> [What the task requires]: Return each line below that contains the string "blue".

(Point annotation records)
________________________________________
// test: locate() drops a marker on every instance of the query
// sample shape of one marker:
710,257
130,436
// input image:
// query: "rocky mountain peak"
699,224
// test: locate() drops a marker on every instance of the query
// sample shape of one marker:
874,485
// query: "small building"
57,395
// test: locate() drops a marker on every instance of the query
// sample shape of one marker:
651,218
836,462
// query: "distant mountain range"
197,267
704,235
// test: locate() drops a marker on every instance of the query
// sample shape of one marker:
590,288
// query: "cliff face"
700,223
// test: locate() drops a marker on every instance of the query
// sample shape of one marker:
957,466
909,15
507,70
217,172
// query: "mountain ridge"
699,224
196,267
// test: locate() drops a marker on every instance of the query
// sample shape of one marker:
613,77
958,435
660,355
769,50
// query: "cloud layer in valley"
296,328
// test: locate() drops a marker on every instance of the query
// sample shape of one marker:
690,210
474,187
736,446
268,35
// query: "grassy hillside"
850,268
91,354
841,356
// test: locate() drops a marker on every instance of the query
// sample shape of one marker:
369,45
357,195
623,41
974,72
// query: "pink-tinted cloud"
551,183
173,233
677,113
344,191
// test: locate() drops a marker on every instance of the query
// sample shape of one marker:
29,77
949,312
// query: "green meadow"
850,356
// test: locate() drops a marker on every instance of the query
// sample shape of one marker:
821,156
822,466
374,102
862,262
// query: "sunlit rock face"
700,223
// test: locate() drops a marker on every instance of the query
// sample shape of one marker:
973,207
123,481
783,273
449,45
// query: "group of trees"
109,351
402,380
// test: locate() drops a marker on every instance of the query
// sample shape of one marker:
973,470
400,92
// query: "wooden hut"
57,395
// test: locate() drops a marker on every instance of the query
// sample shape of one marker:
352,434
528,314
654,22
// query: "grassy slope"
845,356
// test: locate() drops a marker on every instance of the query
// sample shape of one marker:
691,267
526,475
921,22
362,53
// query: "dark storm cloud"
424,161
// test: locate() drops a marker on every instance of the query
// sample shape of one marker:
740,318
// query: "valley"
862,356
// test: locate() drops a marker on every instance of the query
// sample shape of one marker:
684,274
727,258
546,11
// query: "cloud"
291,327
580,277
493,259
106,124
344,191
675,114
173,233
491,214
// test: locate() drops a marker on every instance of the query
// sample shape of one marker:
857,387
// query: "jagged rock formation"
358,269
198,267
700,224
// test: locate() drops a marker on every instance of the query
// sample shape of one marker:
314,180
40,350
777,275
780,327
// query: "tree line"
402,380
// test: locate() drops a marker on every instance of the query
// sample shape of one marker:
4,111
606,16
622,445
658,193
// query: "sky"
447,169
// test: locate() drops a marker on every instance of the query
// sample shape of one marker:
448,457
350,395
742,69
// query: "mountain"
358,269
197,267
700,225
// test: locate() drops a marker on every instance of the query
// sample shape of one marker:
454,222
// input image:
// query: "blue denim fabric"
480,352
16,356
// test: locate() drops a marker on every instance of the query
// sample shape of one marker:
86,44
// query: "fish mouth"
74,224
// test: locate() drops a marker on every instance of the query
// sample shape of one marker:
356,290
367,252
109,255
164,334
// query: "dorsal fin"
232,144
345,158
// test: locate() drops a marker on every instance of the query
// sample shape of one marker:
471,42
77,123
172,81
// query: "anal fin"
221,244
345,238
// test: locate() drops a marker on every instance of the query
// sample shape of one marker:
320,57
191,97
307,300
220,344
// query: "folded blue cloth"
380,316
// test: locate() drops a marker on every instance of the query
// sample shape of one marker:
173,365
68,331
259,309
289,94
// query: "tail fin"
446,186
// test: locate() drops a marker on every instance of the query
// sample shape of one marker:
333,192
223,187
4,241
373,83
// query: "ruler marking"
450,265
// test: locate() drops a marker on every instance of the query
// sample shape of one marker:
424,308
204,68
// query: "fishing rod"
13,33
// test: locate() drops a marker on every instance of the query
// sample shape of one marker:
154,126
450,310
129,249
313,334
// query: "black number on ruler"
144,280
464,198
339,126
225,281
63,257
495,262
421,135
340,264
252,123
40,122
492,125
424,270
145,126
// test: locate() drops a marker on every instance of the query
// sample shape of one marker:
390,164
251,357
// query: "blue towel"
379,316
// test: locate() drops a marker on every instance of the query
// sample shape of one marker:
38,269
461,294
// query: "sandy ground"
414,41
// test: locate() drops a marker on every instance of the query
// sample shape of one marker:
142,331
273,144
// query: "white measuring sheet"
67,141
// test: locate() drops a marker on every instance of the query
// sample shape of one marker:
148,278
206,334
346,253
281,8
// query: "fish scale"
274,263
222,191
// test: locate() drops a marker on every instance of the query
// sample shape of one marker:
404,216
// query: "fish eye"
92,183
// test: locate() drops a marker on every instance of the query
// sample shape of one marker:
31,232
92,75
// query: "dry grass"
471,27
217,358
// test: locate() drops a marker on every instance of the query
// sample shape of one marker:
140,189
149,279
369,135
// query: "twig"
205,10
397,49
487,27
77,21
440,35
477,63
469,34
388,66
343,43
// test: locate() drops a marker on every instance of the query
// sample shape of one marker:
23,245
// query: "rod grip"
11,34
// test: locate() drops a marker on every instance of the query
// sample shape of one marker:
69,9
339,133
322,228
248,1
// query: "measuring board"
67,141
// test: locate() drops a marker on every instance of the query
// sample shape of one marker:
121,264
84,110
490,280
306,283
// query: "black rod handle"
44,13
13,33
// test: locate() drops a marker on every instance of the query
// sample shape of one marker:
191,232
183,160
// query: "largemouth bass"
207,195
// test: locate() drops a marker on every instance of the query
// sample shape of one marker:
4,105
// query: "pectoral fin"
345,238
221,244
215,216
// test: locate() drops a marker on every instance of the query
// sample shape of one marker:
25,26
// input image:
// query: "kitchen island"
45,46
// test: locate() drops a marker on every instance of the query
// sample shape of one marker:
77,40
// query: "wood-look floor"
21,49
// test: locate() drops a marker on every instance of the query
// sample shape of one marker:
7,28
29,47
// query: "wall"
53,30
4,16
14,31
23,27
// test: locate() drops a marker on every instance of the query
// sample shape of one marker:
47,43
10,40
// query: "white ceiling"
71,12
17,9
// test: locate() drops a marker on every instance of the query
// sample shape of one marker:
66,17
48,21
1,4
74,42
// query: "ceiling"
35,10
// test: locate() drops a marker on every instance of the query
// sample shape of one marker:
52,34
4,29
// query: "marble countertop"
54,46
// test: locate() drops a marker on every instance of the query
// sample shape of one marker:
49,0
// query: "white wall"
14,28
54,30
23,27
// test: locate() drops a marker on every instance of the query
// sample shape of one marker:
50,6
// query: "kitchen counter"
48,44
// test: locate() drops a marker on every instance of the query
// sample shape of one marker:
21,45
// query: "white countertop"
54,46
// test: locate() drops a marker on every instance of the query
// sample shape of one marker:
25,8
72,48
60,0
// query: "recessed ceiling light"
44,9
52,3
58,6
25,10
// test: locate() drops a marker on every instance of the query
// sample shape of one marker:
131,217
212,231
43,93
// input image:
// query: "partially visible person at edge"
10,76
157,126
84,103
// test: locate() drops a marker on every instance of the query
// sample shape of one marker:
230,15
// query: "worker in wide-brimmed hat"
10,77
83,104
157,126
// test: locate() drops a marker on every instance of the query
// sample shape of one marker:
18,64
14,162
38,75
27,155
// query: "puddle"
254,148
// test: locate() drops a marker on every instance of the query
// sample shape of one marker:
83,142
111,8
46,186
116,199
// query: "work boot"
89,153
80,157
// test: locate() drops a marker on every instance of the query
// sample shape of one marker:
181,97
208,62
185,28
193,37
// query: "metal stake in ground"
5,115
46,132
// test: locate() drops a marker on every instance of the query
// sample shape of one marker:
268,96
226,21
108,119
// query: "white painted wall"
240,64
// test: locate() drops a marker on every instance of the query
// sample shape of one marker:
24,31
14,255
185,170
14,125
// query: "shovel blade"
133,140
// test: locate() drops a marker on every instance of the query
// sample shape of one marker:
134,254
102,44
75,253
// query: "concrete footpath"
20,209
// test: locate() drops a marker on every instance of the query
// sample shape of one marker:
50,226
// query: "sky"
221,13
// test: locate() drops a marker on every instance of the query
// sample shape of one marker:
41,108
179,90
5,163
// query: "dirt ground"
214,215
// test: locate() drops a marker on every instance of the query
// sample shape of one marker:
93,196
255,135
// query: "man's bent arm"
________________________________________
> [Result]:
// query: "blue denim fabric"
// query: "folded blue cloth"
// query: "blue towel"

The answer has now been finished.